Der Krieg versucht, das Ergebnis des libanesischen Bürgerkriegs von 1975 bis 1990 umzukehren. Die USA, Israel und andere imperialistische Mächte, besonders Frankreich, hatten damals den blutigen Konflikt angeheizt und verlängert, indem amerikanische und französische Truppen eingriffen und Israel 1982 in das Land einfiel. Dem folgte eine achtzehnjährige israelische Besetzung des Südlibanon. Washingtons wichtigster Verbündeter war die faschistische Phalange, die an der Spitze einer rechten Front gegen das Bündnis der Palästinensischen Befreiungsorganisation (PLO) mit der libanesischen Linken stand.

(Datensatzeinträge)
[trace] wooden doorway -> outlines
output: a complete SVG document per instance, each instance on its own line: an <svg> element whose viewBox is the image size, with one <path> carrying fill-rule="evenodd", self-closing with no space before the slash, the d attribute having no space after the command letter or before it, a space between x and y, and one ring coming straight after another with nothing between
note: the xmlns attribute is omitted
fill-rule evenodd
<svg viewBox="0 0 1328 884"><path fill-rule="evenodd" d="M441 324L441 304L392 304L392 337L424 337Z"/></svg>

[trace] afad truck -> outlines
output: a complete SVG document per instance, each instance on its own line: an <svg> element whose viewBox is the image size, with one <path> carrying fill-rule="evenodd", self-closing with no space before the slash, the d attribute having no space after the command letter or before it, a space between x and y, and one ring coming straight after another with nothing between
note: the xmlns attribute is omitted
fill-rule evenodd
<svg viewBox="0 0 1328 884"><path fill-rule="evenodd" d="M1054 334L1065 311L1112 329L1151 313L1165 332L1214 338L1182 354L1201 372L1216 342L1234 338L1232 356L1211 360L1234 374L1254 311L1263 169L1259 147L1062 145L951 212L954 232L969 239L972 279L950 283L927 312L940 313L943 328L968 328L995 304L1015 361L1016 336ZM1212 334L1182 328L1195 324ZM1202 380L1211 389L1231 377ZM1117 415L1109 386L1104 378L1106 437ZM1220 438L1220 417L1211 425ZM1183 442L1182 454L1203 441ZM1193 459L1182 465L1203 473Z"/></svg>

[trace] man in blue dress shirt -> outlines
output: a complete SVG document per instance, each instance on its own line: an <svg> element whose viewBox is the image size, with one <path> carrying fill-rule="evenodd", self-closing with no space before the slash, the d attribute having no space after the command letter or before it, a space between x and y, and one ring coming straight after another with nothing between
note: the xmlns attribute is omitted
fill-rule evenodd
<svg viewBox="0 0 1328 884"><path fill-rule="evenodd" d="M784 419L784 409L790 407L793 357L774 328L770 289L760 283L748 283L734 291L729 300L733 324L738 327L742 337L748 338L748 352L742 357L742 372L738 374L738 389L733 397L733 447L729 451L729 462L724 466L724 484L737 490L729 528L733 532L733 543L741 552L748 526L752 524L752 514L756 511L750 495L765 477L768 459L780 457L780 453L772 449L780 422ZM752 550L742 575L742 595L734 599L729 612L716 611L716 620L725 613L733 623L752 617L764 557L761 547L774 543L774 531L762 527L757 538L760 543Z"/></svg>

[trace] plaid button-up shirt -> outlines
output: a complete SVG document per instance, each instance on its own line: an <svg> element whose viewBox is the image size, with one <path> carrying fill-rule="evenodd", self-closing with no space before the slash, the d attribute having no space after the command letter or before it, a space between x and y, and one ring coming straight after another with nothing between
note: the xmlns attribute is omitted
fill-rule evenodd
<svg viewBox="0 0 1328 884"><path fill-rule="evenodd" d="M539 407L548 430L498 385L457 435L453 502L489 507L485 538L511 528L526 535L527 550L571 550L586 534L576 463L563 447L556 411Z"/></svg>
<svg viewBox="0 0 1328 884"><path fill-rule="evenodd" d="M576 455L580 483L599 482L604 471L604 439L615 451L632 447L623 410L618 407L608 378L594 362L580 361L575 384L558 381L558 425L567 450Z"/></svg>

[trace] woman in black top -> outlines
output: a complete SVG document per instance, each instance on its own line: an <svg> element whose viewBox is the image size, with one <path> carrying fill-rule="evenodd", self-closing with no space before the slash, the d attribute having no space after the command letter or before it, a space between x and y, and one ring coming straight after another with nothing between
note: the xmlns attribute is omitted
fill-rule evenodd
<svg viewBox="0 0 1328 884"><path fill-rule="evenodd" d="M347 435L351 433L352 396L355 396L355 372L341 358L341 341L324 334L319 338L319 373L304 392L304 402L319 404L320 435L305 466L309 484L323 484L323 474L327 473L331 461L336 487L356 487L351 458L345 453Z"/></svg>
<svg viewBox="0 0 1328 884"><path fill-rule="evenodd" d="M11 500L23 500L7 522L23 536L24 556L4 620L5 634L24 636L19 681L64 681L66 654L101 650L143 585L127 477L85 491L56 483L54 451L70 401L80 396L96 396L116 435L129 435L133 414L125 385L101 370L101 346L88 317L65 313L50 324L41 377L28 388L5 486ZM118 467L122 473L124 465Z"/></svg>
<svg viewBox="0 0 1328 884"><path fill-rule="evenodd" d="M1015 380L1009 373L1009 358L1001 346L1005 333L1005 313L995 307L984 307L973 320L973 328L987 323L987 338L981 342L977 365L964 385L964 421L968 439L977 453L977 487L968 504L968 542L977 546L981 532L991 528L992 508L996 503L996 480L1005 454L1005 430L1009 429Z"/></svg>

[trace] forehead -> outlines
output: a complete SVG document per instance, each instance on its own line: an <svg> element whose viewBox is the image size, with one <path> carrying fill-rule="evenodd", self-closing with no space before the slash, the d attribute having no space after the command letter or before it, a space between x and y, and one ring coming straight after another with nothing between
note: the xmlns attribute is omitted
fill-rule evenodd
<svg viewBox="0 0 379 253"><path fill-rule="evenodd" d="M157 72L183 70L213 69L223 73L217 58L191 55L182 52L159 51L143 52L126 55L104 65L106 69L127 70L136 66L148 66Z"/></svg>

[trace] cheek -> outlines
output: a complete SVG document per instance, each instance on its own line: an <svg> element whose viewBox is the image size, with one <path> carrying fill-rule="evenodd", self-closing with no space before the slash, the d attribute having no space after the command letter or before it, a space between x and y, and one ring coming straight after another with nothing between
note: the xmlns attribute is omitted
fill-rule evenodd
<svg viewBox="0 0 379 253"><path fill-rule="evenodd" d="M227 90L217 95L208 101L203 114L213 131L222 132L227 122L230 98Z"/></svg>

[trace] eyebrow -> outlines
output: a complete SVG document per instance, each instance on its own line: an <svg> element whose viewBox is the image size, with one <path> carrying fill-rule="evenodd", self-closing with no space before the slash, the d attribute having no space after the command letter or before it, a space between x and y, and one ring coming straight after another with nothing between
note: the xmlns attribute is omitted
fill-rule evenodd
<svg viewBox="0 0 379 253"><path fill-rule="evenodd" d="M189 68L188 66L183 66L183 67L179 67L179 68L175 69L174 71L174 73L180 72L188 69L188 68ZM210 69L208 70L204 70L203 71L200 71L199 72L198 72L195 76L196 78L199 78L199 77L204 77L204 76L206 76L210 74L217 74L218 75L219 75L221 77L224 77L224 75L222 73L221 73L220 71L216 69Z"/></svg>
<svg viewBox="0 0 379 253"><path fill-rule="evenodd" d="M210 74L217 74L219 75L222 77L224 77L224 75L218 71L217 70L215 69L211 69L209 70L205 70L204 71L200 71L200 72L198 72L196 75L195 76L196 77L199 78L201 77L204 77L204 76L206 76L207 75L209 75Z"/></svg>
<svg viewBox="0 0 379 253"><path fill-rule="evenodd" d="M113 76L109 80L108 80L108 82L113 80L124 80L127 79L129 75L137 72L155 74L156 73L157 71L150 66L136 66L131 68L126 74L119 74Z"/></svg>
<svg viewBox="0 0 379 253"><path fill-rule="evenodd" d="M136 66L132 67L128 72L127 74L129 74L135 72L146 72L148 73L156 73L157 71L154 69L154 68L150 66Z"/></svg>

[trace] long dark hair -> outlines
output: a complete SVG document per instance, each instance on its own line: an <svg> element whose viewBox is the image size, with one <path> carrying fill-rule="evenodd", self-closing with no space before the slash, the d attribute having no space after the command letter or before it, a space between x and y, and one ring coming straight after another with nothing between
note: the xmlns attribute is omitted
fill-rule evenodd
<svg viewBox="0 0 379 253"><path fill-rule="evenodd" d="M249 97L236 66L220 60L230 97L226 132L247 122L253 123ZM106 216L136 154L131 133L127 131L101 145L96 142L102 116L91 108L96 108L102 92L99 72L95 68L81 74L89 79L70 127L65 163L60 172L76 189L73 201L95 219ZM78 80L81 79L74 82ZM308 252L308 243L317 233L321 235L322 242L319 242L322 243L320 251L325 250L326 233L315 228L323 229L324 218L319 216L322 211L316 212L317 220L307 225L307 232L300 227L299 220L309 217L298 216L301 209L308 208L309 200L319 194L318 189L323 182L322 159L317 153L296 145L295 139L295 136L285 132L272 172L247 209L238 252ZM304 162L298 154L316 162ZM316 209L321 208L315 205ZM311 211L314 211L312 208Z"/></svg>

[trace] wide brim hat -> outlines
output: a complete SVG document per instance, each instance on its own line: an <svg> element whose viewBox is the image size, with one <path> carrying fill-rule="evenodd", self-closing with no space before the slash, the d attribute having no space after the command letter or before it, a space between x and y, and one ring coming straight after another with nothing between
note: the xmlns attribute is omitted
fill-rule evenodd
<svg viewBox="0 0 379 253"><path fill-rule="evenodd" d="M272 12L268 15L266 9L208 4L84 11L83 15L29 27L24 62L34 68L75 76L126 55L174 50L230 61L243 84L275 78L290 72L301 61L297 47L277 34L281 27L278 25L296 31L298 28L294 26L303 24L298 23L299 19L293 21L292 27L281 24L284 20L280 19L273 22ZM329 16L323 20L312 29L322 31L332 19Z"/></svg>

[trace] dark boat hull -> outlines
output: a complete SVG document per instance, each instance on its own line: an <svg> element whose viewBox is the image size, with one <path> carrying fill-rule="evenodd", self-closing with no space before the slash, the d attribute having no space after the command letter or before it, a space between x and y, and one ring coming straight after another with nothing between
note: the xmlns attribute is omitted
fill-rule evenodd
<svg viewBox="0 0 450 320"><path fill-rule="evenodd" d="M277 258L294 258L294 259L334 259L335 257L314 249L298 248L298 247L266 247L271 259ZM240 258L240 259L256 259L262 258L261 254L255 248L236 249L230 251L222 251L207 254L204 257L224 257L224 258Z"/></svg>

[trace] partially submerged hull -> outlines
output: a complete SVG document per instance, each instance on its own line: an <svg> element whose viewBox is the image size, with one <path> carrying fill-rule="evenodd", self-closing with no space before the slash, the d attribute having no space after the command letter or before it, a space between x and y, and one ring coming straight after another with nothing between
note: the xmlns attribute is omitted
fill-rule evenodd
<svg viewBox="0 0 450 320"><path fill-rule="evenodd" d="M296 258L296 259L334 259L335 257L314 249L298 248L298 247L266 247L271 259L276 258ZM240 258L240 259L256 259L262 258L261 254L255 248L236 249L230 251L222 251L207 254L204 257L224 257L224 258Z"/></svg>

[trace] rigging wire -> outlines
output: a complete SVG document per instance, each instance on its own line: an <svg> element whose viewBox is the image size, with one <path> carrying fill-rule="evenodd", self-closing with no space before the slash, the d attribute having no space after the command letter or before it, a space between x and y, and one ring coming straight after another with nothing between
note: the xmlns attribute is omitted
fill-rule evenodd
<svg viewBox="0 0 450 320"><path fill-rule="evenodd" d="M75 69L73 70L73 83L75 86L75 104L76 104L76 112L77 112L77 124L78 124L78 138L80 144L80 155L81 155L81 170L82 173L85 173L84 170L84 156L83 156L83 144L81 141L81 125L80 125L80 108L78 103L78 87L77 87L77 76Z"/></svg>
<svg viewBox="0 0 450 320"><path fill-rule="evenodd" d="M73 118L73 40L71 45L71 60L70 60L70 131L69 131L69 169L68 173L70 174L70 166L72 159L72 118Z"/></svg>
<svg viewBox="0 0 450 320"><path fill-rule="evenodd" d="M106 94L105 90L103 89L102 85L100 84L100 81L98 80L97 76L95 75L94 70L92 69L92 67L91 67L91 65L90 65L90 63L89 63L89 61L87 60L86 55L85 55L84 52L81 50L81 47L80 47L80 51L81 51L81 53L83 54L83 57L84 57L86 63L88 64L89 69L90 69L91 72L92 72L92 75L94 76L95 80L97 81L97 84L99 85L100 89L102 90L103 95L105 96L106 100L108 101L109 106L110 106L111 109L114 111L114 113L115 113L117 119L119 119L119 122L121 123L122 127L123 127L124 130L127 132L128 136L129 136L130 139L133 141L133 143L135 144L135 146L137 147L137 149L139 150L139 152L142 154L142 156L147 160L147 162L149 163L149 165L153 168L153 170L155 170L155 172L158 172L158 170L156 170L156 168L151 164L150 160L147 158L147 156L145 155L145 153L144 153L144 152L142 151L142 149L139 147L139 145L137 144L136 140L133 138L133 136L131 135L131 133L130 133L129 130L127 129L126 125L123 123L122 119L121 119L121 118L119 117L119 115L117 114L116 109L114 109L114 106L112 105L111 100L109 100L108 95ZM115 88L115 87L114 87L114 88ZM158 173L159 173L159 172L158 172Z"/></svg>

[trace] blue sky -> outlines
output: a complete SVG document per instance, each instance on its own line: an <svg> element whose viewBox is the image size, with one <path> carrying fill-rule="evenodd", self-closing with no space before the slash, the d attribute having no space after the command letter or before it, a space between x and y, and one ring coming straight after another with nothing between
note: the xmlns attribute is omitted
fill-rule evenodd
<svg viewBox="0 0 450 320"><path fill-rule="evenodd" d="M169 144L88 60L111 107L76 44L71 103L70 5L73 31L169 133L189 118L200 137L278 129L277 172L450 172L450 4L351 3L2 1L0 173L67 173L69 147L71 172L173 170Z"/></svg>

**Aufgaben**
A: Erläutere in ein bis drei Sätzen anhand des Textauszugs über den libanesischen Bürgerkrieg, wodurch die USA, Israel und Frankreich den Konflikt angeheizt und verlängert hatten.
B: Führe den Textauszug über den libanesischen Bürgerkrieg im Anschluss an seinen letzten Satz fort.

**Lösungen**
A: Die USA, Israel und Frankreich hatten den Konflikt angeheizt und verlängert, indem amerikanische und französische Truppen eingriffen und Israel 1982 in den Libanon einfiel. Darauf folgte eine achtzehnjährige israelische Besetzung des Südlibanon.

B:
Imperialistischen Intrigen und Interventionen gelang es, die PLO aus dem Libanon zu vertreiben, aber am Ende beschränkte ein Friedensabkommen die Macht der Phalange und leitete den Aufstieg der von Syrien und dem Iran unterstützten Hisbollah ein. Das will Washington ändern. Die gegenwärtige israelische Offensive hat es den USA ermöglicht, zum ersten Mal seit dem Rückzug im Oktober 1983, als die Kaserne der US-Marines in Beirut bombardiert wurde, wieder Soldaten in den Libanon zu bringen.

Der historische Hintergrund

Israel hat schon häufig versucht, den Libanon durch eine Kombination von militärischem Druck und politischen Bündnissen mit rechten Kräften faktisch in ein Protektorat zu verwandeln.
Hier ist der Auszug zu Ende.